Dataset entries
#####

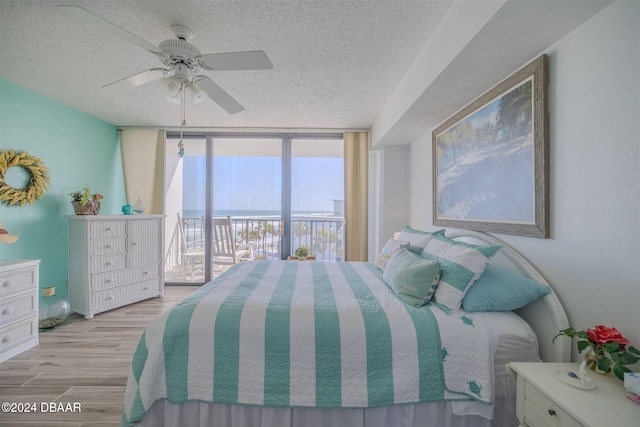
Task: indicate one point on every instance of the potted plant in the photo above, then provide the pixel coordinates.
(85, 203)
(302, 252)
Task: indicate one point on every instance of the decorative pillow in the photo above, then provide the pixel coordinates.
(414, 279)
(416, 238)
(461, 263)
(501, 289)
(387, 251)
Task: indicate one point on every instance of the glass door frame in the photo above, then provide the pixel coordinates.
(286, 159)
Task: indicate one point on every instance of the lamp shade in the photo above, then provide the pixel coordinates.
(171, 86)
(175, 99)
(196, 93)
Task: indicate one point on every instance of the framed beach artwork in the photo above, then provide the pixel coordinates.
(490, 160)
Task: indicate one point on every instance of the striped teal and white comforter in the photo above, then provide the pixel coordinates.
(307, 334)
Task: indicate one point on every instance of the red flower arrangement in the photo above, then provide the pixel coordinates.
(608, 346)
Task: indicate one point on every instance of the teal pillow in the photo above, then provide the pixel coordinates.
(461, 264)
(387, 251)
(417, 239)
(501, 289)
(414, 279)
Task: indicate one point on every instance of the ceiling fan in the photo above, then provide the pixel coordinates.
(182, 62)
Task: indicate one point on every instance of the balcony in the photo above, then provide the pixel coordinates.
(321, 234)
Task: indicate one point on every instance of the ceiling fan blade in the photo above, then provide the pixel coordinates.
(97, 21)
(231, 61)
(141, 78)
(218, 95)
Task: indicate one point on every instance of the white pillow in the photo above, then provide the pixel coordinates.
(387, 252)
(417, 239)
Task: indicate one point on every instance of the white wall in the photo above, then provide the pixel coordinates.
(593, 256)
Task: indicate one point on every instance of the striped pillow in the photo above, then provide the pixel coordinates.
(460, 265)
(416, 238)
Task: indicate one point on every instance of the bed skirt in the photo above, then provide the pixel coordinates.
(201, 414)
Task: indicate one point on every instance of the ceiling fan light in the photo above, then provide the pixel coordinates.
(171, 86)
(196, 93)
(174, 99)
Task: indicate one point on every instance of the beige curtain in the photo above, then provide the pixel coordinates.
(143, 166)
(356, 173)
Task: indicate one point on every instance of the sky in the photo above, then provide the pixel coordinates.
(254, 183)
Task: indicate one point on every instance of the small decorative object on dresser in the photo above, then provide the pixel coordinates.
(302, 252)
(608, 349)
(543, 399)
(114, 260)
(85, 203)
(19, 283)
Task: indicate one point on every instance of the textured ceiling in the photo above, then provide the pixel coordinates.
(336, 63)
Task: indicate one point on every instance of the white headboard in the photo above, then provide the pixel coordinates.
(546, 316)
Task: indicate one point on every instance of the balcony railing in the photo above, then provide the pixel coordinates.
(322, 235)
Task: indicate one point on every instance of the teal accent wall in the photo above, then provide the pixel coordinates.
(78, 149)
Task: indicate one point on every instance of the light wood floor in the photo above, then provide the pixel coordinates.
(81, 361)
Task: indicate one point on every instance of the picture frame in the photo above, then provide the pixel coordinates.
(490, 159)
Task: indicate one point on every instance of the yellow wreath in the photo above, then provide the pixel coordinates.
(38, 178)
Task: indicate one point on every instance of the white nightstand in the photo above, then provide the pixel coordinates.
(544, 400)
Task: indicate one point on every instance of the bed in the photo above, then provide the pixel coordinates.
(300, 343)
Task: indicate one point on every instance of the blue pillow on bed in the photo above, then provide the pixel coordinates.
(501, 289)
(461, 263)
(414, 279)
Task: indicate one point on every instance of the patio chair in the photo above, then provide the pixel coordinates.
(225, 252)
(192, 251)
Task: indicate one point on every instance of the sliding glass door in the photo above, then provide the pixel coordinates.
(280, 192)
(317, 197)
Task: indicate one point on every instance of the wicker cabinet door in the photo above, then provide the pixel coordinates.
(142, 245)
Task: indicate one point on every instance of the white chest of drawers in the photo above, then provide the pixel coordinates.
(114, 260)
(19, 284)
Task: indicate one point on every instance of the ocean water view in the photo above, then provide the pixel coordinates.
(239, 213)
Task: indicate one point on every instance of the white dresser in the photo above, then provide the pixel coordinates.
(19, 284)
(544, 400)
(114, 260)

#####

Work to do:
Copy out all lines starting at the row that contains "Task: indicate one point on every instance of the ocean" and ending with the last row, requests included, and increase every coordinate value in the answers by 131.

The result:
Task: indicate one point on every instance of the ocean water view in the photo above, then provide the pixel coordinates.
(370, 344)
Task: indicate one point on every instance of the white dresser in the photo above, then provide the pixel coordinates.
(150, 415)
(675, 531)
(245, 391)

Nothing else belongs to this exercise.